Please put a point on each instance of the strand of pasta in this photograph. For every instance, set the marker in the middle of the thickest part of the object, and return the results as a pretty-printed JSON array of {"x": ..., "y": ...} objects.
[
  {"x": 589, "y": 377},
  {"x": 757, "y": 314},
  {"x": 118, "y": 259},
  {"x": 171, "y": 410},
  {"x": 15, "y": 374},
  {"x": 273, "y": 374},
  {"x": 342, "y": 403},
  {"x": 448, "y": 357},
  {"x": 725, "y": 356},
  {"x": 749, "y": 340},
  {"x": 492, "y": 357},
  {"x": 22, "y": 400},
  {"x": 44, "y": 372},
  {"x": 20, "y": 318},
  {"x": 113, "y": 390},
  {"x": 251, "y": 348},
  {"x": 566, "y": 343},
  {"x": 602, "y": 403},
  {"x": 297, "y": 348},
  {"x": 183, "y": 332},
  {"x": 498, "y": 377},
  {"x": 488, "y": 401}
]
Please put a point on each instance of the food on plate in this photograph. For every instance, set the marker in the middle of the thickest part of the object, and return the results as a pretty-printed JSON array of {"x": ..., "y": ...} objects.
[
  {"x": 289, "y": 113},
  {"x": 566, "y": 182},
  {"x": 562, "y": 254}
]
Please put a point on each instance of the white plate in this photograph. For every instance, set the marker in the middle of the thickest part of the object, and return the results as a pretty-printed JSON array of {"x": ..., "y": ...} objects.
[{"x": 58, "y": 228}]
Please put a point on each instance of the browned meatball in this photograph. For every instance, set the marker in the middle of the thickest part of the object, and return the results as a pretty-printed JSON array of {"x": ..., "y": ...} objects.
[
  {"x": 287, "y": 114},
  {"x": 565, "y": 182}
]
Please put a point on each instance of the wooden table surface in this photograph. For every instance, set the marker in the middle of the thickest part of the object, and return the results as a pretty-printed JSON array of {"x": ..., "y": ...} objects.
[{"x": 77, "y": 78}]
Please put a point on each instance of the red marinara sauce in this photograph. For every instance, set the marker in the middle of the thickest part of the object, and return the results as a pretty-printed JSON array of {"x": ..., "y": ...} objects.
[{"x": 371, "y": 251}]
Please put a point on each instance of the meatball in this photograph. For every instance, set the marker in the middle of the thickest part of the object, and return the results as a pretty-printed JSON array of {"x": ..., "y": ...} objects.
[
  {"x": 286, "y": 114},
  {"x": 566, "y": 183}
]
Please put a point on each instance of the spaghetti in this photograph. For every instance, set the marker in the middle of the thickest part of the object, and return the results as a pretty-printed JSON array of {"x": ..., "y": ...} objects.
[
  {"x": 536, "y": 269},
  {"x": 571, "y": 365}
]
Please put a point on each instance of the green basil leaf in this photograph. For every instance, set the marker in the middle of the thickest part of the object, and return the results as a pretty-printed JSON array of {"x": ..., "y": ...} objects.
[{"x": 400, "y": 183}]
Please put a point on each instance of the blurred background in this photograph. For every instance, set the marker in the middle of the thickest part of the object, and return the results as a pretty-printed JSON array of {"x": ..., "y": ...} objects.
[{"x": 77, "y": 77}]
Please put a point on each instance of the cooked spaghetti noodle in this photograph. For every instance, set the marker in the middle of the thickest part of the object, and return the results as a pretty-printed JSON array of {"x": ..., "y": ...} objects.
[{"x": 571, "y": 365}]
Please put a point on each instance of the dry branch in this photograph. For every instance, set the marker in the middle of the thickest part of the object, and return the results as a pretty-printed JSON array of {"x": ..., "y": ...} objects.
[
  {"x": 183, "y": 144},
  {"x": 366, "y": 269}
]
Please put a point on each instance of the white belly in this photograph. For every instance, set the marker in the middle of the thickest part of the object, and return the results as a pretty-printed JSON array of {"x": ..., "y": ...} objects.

- [PROBLEM STATEMENT]:
The required output is every line of the entries, starting at the one that contains "Please put a point on each instance of the cooked" and ending at the last, copied exactly.

- [RESULT]:
Please put a point on each instance of the cooked spaghetti noodle in this photograph. For every instance, set the marker in the middle of the thickest part of the object, and return the results as a pretty-printed JSON array of {"x": ..., "y": ...} objects.
[{"x": 571, "y": 365}]
Please put a point on each instance of the dry branch in this photograph. For every instance, set the marker in the middle of the thickest part of the object, and return the results as a pretty-printed JSON array of {"x": ..., "y": ...} objects.
[
  {"x": 183, "y": 144},
  {"x": 366, "y": 269}
]
Please put a point on each instance of the white belly in this photograph. For every instance, set the marker in the middle of the thickest part of the object, and return the results as a pretty-printed JSON array of {"x": ..., "y": ...} objects.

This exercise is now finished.